Required action 1 —
According to the water-warnings article, how many Clean Water Branch specialists are on Kauai?
Required action 2 —
For each statement, say whether the water-warnings article agrees with it, and quote the words that decide it.
(a) Okubo says budget cuts have eliminated most of his staff on Oahu.
(b) The CWB specialist on Kauai is on call 24/7.
(c) Berg thinks warnings should be held back until more is known.

Document section —
When it comes to human health, however, Berg says safe is better than sorry. For that reason, he feels the warnings should be sent out immediately.
“You’re never going to get slammed for erring on the side of caution,” he said. “But you are going to get slammed if you never issue a major warning and there is an outbreak.”
One major problem, Okubo said, is that the Clean Water Branch has been “stretched thin.”
Ueunten, who did not respond to requests for comment, is the lone CWB specialist on Kauai. And like those on other neighbor islands, he is not on call 24/7.
In addition, Okubo said budget cuts within the department have eliminated most of his staff on Oahu.
The obvious fix, in his opinion, is increasing resources and manpower.
Ideally, Okubo would like to have at least one more Kauai specialist — one to cover from Nawiliwili to the north and the other to cover from Nawiliwili to the west.
“If we don’t get information, we don’t know,” he said. “We only got one guy on the island and he can’t be everywhere.”

Extracted information —
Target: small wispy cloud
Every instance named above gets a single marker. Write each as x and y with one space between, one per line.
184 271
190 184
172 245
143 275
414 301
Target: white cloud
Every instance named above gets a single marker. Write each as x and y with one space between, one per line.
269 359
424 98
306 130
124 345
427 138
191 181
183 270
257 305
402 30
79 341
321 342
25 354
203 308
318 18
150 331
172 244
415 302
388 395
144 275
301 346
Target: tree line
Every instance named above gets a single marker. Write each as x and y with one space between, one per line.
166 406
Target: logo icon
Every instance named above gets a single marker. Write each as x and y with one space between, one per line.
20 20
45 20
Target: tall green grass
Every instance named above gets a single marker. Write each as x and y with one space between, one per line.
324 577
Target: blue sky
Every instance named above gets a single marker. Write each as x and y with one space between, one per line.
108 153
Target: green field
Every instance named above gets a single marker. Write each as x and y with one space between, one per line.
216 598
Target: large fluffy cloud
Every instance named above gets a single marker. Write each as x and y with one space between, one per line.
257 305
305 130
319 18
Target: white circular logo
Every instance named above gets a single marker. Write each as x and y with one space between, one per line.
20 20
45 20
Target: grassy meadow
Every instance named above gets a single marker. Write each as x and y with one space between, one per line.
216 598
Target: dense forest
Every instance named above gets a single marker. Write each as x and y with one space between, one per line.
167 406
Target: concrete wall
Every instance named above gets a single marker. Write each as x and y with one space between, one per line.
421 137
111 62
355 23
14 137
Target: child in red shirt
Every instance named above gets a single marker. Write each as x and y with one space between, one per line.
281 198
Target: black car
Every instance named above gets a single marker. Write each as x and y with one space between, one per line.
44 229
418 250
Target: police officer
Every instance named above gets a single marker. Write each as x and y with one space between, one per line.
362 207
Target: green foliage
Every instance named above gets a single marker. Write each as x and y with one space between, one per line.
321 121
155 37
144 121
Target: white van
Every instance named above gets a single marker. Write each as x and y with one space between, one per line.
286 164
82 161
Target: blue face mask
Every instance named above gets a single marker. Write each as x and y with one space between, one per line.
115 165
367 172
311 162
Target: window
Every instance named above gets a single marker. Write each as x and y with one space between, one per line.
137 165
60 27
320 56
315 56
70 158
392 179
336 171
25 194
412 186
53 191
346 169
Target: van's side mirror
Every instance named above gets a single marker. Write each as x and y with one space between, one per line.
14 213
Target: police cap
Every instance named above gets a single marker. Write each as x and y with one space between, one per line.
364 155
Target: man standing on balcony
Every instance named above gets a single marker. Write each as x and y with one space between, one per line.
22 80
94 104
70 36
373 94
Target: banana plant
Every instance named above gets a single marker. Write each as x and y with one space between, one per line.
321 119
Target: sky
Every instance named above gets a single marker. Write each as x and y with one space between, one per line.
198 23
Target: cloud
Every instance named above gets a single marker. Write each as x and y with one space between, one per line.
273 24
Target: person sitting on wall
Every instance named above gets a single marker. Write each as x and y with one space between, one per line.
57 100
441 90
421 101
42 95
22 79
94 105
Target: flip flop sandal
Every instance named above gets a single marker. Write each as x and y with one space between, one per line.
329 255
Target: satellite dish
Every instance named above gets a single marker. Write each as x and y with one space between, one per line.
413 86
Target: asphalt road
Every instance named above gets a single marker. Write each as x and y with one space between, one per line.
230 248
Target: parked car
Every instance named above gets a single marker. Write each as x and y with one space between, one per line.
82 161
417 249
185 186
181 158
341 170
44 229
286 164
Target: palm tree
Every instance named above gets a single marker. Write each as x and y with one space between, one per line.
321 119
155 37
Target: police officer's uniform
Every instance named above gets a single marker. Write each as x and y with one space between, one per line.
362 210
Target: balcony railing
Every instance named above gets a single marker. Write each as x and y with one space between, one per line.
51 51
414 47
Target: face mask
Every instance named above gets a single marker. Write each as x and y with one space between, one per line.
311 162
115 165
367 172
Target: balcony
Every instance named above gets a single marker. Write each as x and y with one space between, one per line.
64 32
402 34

Worked solution 1 —
One. Ueunten is the lone CWB specialist on Kauai.

Worked solution 2 —
(a) Yes: "budget cuts within the department have eliminated most of his staff on Oahu."
(b) No: "he is not on call 24/7."
(c) No: "he feels the warnings should be sent out immediately."